EXERCISE REQUIREMENTS:
Answer these questions about the discussion of Gandalf's backstory:
1. According to the discussion, who owns the rights to The Silmarillion?
2. What line does Gandalf speak when Aragorn, Legolas and Gimli meet up with him?
3. On which DVD does the scene with Thorin meeting Gandalf in Bree appear?

PASSAGE PROVIDED:
/---
Why didn't the LOTR movies explain Gandalf's backstory?

I have never read the trilogy so I don’t know how well Gandalf and Saruman were explained therein, but in the film trilogy viewers get no real sense that these characters are not human and immortal and essentially “angels” working for the god of the universe. And Sauron as a “fallen angel”.

Even when Gandalf returns from certain death I don’t think it is really explained, it just happens. I’ve talked to several film only viewers and they just pegged them as wizards, and Sauron as just your average evil overlord.

I just find it kind of essential info for even understanding what is going on, but granted it would ruin the cliffhanger of FOTR and Gandalf reappearing in TTT.

EDIT:It also explains some odd things in the film if you know Gandalf can’t directly intervene but only guide the mortals to victory.

I haven’t read the Trilogy for a while, so I may be wrong, but I don’t think the books really explain it either. I think the back stories come from another Tolkien work called The Simarillion. But I have not read it.
http://en.m.wikipedia.org/wiki/The_Silmarillion

They’re wizards. That’s all you need to know.

The filmmakers own the rights to the information in The Lord of the Rings and The Hobbit and nothing else. They can’t use information from The Silmarillion. The Tolkien Estate owns that and isn’t allowing the filmmakers to use it or any other Tolkien work that the filmmakers don’t own.

Good! :slight_smile:

Gandalf does make some vague references to his past. When Aragorn, Legolas and Gimli meet up with him in the Old Forest, he says “Olorin I was in the West that is no more.” Certainly Aragorn knew his nature, probably Legolas too. And it’s probably clear to anyone who spends time with him that he and his fellow Wizards have been in Middle Earth for hundreds/thousands (about 2000) of years.

But yeah, take the Silmarillion, Unfinished Tales and the HoME series out of the picture, and little else is “known” to the reader. And it wouldn’t have helped move PJ’s very loose adaptation along.

You mean the incident with the dragon? He was hardly involved…

I thought the scene where Thorin first meets Gandalf in Bree and Gandalf convinces Thorin to take a burglar into the party came from Unfinished Tales? (It’s on the first Hobbit Extended Edition dvd). I know the White Council wasn’t in the Hobbit either but my memory of this particular source material is very hazy, and I can’t remember right now whether it came from the LOTR appendices or UT.

In any case I am pretty sure in the LOTR books it was clear that Gandalf and the other wizards weren’t mortal. Why PJ didn’t spell it out? Maybe because a lot of people would be confused by the concept of an insanely powerful being who wasn’t allowed to use that power. It’s the Eagles all over again.
\---
Saved data entries:
/---
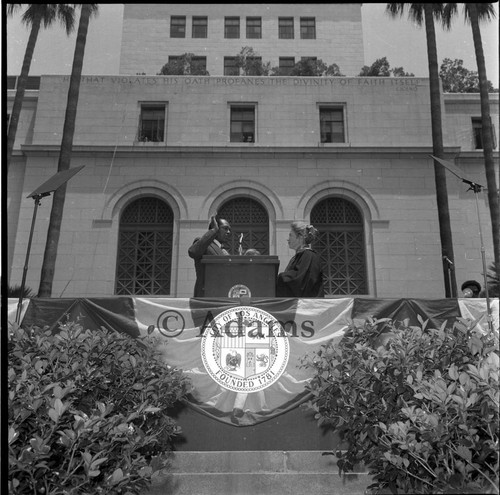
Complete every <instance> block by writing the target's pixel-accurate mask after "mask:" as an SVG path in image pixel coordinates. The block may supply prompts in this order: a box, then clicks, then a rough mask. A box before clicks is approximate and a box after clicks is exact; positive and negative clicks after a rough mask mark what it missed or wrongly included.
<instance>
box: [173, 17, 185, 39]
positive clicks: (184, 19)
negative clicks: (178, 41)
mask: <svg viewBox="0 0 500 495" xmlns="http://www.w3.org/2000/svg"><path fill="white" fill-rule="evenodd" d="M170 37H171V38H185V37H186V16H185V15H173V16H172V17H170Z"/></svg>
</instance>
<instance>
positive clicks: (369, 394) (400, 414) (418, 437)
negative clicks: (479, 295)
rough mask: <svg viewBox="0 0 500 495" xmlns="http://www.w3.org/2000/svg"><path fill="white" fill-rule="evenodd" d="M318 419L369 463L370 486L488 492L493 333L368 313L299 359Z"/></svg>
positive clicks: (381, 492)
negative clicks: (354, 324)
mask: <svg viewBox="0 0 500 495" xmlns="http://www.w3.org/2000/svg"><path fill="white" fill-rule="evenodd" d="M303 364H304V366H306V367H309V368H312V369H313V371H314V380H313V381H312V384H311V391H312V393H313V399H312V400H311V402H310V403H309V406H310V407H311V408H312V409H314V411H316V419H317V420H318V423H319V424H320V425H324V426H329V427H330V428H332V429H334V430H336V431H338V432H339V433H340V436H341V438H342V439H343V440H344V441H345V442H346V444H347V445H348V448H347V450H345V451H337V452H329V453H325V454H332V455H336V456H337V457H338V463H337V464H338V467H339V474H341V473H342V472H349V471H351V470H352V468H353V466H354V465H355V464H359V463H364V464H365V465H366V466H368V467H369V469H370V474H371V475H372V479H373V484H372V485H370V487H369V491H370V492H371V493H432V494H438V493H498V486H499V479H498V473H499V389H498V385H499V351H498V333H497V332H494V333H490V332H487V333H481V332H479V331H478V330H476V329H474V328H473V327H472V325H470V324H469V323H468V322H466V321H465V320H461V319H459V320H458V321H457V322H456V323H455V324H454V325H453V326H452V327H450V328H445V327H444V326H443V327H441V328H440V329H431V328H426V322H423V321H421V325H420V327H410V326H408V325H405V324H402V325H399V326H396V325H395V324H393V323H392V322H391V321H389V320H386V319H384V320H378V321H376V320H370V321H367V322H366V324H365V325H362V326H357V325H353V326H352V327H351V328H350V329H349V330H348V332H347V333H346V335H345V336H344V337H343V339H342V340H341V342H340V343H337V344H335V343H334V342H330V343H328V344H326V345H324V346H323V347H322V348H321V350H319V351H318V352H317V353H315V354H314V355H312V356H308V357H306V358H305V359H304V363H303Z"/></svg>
\---
/---
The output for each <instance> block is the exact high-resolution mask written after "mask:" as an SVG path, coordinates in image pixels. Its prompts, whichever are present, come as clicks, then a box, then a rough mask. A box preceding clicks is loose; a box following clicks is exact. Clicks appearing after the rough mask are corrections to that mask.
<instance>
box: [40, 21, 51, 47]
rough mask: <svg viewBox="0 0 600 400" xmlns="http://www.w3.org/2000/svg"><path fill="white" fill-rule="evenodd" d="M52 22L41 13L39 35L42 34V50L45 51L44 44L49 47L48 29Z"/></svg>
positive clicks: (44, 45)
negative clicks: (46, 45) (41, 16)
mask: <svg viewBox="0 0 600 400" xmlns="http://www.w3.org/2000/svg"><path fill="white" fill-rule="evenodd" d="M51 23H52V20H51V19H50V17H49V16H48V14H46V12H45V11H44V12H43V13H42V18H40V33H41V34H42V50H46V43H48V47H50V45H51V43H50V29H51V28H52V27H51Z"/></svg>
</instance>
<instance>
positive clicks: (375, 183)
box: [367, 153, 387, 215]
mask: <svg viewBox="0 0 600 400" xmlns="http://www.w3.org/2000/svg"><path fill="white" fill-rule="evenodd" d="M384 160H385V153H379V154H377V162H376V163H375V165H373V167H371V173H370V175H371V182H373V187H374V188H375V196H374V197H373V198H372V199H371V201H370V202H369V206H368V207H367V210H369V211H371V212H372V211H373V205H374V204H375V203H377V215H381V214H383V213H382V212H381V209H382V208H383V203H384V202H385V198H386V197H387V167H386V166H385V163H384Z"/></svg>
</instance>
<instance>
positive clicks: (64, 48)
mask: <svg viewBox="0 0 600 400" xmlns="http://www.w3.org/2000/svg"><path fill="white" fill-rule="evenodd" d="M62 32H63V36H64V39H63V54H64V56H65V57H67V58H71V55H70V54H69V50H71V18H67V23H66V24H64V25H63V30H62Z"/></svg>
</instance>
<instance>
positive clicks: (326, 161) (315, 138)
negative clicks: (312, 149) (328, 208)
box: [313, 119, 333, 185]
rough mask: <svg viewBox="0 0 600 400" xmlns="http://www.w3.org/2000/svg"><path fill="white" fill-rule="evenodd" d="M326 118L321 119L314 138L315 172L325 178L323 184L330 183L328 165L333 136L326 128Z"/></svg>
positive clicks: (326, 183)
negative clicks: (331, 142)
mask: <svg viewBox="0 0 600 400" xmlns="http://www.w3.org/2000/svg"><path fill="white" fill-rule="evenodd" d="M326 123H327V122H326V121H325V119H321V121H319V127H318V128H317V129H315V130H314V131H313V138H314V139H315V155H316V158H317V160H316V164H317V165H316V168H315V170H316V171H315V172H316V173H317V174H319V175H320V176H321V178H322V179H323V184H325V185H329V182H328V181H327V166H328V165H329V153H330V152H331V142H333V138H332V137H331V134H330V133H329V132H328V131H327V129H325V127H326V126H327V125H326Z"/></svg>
\---
/---
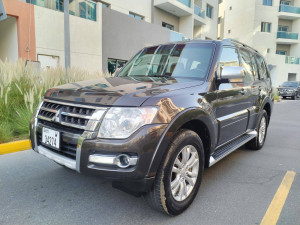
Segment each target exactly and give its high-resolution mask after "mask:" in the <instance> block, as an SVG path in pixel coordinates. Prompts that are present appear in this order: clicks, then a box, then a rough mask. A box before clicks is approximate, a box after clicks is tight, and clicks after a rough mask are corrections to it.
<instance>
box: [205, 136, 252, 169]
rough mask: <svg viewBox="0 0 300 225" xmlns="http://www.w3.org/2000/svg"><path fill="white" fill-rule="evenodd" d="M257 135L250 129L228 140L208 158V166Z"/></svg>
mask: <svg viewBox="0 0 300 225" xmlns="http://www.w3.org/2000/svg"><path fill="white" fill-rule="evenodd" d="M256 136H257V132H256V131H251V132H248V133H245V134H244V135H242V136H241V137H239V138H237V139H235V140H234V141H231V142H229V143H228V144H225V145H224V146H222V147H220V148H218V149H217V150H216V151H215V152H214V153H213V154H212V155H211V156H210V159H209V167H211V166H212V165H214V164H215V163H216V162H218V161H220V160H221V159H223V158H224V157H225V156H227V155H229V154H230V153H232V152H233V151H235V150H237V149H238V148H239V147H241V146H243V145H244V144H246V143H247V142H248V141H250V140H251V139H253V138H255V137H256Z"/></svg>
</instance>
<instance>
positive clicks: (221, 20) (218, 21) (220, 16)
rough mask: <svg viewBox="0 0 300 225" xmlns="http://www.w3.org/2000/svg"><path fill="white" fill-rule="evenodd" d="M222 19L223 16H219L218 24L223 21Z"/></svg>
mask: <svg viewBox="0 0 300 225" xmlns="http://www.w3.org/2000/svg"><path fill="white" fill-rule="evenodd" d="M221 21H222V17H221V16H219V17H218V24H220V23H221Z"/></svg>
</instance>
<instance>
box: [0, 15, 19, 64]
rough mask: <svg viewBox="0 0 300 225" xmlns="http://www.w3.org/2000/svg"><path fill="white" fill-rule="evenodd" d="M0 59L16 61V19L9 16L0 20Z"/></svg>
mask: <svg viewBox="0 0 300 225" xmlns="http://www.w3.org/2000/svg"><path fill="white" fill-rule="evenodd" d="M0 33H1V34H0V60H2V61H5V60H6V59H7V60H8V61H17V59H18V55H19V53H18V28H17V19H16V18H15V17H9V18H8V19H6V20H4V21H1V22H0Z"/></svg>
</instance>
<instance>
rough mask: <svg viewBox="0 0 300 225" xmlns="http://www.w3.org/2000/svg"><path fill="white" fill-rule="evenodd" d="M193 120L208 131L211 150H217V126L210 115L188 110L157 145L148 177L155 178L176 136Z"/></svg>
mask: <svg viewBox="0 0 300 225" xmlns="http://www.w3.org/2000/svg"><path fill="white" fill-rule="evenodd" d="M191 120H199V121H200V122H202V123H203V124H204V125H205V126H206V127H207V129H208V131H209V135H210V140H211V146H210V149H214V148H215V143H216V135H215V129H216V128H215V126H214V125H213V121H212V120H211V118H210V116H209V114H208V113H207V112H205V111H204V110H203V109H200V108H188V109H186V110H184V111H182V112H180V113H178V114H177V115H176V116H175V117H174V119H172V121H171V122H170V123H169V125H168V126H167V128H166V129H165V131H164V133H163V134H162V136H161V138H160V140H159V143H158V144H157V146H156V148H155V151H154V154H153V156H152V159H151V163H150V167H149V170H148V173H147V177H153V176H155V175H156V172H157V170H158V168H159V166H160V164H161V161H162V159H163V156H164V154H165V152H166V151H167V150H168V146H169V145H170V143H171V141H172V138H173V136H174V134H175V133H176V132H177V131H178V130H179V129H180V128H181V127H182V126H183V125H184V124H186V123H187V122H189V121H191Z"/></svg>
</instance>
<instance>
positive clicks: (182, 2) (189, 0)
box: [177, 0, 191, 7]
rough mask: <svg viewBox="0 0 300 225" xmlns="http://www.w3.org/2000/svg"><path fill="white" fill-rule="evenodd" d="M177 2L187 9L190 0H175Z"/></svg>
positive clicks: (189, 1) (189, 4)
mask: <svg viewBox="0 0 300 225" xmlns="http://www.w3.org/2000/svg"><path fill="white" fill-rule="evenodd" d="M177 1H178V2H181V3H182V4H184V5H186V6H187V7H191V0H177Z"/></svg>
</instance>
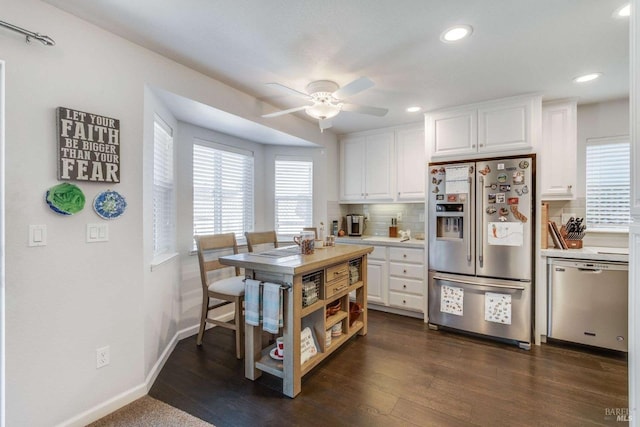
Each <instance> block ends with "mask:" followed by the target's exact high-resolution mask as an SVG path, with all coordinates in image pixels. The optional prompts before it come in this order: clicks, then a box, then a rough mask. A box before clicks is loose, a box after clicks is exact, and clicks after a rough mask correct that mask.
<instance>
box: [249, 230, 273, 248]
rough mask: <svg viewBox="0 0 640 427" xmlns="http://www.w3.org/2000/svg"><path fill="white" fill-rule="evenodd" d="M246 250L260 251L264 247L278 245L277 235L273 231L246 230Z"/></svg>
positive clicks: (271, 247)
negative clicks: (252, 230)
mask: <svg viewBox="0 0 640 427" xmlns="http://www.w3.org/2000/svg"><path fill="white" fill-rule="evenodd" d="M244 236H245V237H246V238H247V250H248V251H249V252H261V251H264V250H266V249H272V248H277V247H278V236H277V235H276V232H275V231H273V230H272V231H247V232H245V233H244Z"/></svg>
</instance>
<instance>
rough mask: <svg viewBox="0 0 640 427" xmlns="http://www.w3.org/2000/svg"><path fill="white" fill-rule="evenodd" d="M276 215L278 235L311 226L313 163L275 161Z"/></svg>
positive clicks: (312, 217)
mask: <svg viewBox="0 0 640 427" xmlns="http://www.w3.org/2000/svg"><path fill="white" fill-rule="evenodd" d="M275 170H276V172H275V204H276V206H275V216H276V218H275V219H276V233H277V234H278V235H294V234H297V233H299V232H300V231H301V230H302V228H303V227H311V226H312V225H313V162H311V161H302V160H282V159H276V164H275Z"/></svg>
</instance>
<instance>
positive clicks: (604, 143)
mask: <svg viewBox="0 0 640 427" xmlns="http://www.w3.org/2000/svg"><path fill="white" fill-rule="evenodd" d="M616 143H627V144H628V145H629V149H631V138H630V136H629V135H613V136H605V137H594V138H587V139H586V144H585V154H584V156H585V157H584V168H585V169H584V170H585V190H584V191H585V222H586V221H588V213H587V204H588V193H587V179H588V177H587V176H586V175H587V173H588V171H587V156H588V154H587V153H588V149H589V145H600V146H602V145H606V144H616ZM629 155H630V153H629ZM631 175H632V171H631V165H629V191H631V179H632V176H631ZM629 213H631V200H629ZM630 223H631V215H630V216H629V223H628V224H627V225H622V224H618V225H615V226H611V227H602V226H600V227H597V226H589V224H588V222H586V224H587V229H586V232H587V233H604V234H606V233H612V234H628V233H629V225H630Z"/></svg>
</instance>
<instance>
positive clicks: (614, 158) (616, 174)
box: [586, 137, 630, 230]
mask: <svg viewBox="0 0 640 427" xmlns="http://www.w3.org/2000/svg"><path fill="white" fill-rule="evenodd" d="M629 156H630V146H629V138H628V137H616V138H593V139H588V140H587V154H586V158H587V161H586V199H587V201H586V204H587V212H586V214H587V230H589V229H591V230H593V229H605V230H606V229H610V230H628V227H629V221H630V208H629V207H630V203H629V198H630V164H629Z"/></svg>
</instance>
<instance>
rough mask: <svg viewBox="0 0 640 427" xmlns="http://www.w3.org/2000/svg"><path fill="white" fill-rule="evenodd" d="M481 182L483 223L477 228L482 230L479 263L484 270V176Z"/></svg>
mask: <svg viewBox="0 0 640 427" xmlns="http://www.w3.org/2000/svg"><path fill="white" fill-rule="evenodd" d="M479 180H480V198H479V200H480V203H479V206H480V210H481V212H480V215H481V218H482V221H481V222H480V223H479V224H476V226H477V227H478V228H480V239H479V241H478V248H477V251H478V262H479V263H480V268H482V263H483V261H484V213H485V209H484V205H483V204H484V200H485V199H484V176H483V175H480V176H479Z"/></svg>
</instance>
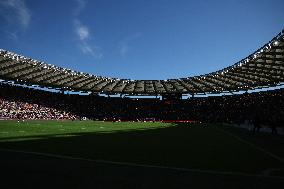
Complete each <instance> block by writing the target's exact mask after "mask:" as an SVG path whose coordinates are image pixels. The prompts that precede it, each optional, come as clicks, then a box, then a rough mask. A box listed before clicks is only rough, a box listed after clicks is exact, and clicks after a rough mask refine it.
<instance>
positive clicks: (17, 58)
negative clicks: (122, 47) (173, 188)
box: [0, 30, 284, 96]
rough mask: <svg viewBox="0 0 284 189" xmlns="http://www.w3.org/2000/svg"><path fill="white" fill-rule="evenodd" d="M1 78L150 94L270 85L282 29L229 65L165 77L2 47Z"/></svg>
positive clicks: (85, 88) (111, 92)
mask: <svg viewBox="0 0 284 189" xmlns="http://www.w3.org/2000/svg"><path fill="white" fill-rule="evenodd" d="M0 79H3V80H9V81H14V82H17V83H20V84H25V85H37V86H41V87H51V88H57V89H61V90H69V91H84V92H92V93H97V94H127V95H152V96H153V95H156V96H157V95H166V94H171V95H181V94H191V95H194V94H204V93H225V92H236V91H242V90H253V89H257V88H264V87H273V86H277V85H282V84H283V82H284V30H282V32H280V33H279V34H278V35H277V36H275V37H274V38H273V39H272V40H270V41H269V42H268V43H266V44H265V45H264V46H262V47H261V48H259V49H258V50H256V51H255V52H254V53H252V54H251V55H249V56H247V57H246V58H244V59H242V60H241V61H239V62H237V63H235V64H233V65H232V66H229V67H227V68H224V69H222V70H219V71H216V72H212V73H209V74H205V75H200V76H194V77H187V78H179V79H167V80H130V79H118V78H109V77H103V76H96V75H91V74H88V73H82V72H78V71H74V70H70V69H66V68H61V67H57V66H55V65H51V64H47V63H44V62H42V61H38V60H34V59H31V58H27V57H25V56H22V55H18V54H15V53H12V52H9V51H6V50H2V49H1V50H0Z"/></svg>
\---
EXPECTED ANSWER:
1. The Tolkien Estate.
2. "Olorin I was in the West that is no more."
3. The first Hobbit Extended Edition DVD.